## PROVIDED PASSAGE
--- START ---

Users consider digital patient portals very useful for helping family members manage their care. A new study argues that access sharing should be encouraged.
Digital portals allow patients to manage prescriptions, appointments, and test results. Millions of Americans are given access to them annually by their healthcare providers, but researchers from Kaiser Permanente Northern California pose that they may be even more useful if they are intended for use not just by the patient, but also by familial care partners.
More than 40 million Americans act as care partners for family members. Despite that, there is very little data about how often those family care partners are given access to their relatives’ patient portals, though one of the few studies that the researchers found put the number at less than 1%.
In a survey of over 1800 patients with chronic conditions, over 76% were given access to a patient portal. More than a quarter of those with portal access shared it with a care partner, overwhelmingly a spouse (62.2%) but sometimes a child or grandchild (34.9%) or a parent or grandparent (10.6%).
The survey, which ran from March to December 2015, asked portal users if their access was formal (granted by the provider) or informal (using the patient’s login), and also asked them to stratify their user experiences.
Less than half of the care partners (45.5%) had their own login access to the portal: the majority used the patient’s login information. Overwhelmingly, respondents enjoyed the system, with over 90% reporting that it was both more convenient and faster than other ways of organizing their or their loved one’s health information. Open-ended responses were equally positive, with respondents stating that patient portals increased engagement with clinicians and helped them care partners help family members across geographic distances.

--- END ---

## STUDY MATERIAL
--- START ---

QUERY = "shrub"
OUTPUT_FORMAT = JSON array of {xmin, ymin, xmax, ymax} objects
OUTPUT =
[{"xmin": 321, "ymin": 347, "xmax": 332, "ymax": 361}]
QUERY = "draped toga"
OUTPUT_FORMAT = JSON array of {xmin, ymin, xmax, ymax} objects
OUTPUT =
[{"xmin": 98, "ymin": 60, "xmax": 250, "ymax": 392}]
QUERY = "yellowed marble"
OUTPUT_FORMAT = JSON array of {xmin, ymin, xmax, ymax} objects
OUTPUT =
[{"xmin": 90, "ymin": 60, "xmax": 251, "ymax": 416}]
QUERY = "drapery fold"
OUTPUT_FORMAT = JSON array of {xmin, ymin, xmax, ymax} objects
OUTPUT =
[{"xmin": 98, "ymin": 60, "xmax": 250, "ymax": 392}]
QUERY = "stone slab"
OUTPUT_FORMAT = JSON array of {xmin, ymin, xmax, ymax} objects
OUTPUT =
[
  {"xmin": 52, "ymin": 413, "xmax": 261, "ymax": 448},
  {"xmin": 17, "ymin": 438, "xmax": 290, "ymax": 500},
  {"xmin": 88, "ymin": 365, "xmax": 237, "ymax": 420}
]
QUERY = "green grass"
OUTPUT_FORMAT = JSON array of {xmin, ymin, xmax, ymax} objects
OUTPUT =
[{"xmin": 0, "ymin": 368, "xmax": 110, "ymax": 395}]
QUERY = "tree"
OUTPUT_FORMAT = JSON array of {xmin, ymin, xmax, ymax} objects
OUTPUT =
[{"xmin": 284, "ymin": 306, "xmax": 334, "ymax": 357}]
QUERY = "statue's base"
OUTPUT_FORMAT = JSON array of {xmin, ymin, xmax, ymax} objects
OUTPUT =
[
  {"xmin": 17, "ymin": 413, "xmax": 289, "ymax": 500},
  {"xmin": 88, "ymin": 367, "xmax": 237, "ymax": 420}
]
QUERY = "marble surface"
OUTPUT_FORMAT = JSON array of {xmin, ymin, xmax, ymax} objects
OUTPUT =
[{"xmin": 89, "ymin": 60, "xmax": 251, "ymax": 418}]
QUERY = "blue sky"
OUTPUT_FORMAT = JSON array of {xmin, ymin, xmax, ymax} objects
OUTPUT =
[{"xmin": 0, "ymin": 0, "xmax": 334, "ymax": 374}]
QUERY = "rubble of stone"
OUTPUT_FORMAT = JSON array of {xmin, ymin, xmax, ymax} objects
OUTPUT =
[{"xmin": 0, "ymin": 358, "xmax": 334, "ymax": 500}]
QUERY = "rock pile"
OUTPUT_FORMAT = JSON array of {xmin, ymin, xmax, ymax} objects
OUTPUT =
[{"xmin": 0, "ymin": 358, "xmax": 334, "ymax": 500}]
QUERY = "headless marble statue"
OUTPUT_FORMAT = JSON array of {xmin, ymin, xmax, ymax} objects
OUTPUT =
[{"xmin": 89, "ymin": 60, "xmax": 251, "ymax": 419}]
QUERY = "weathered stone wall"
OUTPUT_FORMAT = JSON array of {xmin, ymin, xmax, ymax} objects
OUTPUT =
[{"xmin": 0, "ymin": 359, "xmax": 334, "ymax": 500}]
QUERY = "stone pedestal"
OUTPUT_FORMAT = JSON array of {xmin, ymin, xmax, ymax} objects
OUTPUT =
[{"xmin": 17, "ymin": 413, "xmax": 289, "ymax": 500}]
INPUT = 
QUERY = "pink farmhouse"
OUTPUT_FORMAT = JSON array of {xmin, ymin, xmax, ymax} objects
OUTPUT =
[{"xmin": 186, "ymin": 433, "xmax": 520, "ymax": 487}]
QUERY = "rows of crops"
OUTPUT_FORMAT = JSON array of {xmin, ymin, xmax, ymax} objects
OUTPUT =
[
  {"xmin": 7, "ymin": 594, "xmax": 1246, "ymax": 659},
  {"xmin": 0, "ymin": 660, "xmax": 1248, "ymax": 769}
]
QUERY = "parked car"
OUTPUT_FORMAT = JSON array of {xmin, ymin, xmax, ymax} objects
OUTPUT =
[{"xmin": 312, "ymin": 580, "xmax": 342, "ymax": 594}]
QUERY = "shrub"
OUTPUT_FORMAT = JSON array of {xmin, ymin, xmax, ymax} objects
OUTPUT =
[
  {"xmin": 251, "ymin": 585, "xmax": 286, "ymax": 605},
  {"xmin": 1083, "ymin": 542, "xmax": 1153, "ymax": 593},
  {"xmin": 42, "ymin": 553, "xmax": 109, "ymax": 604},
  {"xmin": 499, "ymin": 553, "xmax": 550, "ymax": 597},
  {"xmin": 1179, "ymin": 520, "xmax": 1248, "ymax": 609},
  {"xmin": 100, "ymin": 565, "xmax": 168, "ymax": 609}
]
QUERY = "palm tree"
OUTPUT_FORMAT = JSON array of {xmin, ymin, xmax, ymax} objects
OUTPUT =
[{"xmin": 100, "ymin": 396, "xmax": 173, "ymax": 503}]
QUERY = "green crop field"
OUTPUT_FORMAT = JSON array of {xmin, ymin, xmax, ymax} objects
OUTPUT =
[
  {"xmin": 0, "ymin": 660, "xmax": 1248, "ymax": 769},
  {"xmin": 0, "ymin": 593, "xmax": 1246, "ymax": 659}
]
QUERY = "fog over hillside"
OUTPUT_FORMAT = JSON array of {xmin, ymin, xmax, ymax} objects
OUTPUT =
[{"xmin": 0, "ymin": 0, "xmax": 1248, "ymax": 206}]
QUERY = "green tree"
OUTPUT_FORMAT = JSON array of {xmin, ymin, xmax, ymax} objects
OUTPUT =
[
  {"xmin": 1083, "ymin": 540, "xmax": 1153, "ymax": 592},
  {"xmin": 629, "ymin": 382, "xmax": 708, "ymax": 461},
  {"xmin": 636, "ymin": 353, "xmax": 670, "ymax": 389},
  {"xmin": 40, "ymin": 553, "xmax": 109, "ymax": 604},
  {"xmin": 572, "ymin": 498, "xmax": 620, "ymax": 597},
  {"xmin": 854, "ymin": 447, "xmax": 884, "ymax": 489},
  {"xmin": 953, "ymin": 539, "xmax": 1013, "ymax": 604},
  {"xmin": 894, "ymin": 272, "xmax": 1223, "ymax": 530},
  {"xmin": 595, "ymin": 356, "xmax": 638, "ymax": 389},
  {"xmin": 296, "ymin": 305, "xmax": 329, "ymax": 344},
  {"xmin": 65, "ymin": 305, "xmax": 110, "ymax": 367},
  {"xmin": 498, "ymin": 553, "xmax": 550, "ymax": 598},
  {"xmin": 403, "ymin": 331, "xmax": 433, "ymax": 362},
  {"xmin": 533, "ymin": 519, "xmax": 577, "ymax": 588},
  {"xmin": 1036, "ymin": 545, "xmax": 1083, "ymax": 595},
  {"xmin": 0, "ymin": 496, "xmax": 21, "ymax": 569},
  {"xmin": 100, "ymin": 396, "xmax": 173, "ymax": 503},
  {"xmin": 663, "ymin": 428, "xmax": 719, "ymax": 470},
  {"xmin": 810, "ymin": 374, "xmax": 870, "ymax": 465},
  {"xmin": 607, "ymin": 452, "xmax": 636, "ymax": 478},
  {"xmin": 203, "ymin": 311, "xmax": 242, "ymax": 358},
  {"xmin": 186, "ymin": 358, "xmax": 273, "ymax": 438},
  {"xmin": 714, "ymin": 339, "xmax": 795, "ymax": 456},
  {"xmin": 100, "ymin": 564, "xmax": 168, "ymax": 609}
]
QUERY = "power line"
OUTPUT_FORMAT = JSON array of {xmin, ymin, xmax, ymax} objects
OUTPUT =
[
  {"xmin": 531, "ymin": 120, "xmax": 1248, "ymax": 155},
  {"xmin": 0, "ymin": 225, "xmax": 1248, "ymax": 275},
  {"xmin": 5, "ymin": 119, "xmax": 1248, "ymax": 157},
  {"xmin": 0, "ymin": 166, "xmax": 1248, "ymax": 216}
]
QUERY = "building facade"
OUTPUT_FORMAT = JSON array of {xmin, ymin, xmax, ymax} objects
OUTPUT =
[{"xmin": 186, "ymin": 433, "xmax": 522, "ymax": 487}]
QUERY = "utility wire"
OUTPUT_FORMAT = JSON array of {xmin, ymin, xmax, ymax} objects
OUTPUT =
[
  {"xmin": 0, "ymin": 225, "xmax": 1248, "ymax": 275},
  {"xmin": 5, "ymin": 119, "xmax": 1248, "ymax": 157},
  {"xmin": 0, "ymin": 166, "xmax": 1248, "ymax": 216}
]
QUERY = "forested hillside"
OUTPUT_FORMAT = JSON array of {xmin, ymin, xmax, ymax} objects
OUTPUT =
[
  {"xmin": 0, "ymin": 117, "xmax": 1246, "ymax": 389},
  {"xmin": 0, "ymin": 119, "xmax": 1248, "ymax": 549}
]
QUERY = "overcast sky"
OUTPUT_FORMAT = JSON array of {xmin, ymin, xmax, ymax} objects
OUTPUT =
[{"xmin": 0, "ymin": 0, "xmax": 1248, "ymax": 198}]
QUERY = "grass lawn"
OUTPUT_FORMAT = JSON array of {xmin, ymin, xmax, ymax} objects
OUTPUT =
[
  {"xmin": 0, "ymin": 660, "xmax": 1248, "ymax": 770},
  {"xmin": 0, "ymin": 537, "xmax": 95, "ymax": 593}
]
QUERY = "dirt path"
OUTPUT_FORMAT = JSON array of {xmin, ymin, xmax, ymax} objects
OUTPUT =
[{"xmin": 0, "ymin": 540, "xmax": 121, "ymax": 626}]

--- END ---

## PROBLEMS TO SOLVE
1. Reproduce the patient portal article between "Users consider digital" and "less than 1%.", inclusive, substituting "U.S. residents" for "Americans".
2. According to the patient portal article, what do digital portals allow patients to manage? List everything named.

## SOLUTIONS BY TASK
1.
Users consider digital patient portals very useful for helping family members manage their care. A new study argues that access sharing should be encouraged.
Digital portals allow patients to manage prescriptions, appointments, and test results. Millions of U.S. residents are given access to them annually by their healthcare providers, but researchers from Kaiser Permanente Northern California pose that they may be even more useful if they are intended for use not just by the patient, but also by familial care partners.
More than 40 million U.S. residents act as care partners for family members. Despite that, there is very little data about how often those family care partners are given access to their relatives’ patient portals, though one of the few studies that the researchers found put the number at less than 1%.

2.
- Prescriptions
- Appointments
- Test results